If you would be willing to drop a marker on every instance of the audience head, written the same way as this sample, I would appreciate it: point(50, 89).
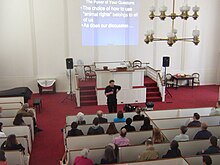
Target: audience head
point(196, 116)
point(123, 132)
point(174, 145)
point(206, 160)
point(183, 129)
point(112, 83)
point(128, 121)
point(18, 119)
point(204, 126)
point(80, 116)
point(96, 121)
point(84, 153)
point(74, 125)
point(214, 141)
point(138, 110)
point(11, 140)
point(110, 152)
point(146, 121)
point(120, 114)
point(99, 113)
point(112, 129)
point(2, 155)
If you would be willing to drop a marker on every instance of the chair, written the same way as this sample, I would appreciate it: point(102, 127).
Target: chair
point(169, 80)
point(137, 63)
point(88, 72)
point(196, 78)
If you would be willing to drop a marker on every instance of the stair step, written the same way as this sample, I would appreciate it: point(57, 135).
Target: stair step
point(153, 94)
point(154, 99)
point(88, 102)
= = = = = = =
* How to complete this task: Word for word, please return the lines from the one containing "Target: chair" through the end of the listing, both ends included, and nothing else.

* Reply to the exercise:
Target: chair
point(169, 80)
point(137, 63)
point(88, 72)
point(196, 78)
If you would be willing to drop a marker on every instance of the stair step, written the same way as this sample, I would appreciate it: point(57, 135).
Target: stair step
point(153, 94)
point(154, 99)
point(88, 102)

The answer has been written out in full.